• [Objectif de l'exercice]:
D'après le passage fourni, répondez s'il vous plaît aux questions suivantes.
(a) Selon l'étude de 2012, de quoi les personnes détenues séropositives ne bénéficient-elles pas ?
(b) À quoi les personnes détenues du quartier B attribuent-elles l'épidémie de gale signalée en mars 2021 ?
(c) Quel pourcentage des cas de gale le président de l'Ordre national des médecins annonce-t-il comme traités ?

• [Passage fourni]:
================================

Une étude de 2012 signale que les personnes détenues séropositives sont soumises à des mesures de prévention discriminatoires. Elles sont isolées des autres détenus et ont un accès séparé aux parties communes (salle de bain, cuisine, cellules). Elles ne bénéficient pas d’activités. Leur consentement n’est pas pris en compte pour la mise en place de ces mesures.1


  1. SAHARA-J: Journal of Social Aspects of HIV/AIDS, “HIV/AIDS prisoners: a case study on quality of life in Roumieh, Lebanon”, 2012, pp. 4-8. 

  • Les personnes détenues du quartier B de la prison de Roumieh signalent au CPT, en mars 2021, une épidémie de gale. Elles affirment que cette épidémie est due à la présence de rats dans les réservoirs d’eau.

    i
    04/05/2022
    / National Human Right Commission including the Committee for the Prevention of Torture (NHRC-CPT) / Lebanon’s National CPT – Report to the UNSPT, p. 12
  • Une épidémie de gale touche, début janvier, la prison de Roumieh. Elle fait suite à une première vague survenue en août 2021. Le député George Okais dénonce la situation. Il explique : ”les événements actuels à Roumieh sont une véritable honte. C’est un massacre”. Le président de l’Ordre national des médecins annonce, quelques jours plus tard, que 90 % des cas de gale ont été traités. Quatre médecins seraient présents au sein de l’établissement quatre heures par jour.

================================

• [Données fournies]:
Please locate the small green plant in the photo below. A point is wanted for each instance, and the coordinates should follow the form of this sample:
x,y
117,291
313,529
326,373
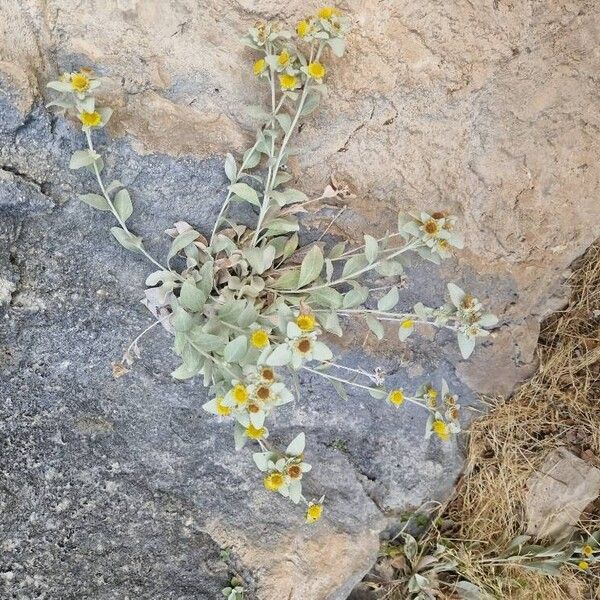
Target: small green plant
x,y
248,305
424,567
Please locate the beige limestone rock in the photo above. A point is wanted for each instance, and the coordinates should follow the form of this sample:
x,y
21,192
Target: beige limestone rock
x,y
557,494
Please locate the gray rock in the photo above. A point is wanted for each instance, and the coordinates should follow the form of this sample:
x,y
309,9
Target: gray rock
x,y
126,488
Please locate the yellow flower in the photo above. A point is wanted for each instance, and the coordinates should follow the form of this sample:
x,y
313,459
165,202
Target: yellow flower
x,y
396,397
316,70
303,28
314,512
259,339
80,82
240,394
221,408
91,119
306,322
274,481
255,433
288,82
259,66
283,60
441,430
327,12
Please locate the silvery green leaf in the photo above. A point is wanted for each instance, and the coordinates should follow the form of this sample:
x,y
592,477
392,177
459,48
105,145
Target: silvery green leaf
x,y
354,265
375,326
251,158
181,241
123,205
466,344
126,239
296,446
283,226
456,294
285,121
337,250
338,45
191,297
245,192
371,248
282,177
236,349
331,323
81,158
311,267
113,185
230,168
95,200
328,269
281,356
389,301
290,246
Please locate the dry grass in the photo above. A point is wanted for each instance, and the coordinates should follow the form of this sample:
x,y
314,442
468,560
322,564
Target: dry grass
x,y
557,407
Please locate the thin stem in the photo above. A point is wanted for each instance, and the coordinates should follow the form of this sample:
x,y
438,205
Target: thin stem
x,y
112,207
369,267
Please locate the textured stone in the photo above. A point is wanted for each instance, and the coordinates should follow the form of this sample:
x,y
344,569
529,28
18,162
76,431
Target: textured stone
x,y
125,488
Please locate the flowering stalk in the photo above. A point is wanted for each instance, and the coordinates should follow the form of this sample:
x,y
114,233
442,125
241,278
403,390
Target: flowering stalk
x,y
248,307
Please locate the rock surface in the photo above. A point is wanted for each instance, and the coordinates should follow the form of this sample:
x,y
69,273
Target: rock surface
x,y
124,488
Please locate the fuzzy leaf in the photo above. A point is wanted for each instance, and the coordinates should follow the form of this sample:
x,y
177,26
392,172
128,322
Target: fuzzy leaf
x,y
311,267
123,204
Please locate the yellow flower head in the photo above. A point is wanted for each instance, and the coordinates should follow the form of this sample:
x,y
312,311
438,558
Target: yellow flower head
x,y
441,430
221,408
80,82
93,119
274,481
396,397
306,322
314,512
283,60
259,66
255,433
303,28
327,12
267,374
259,339
288,82
316,70
240,394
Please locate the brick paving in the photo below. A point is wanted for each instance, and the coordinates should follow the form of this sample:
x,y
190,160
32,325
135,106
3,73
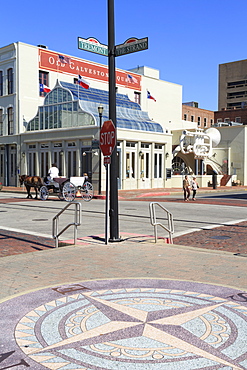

================================

• [Résultat de l'exercice]:
(a) D'activités.
(b) À la présence de rats dans les réservoirs d'eau.
(c) 90 %.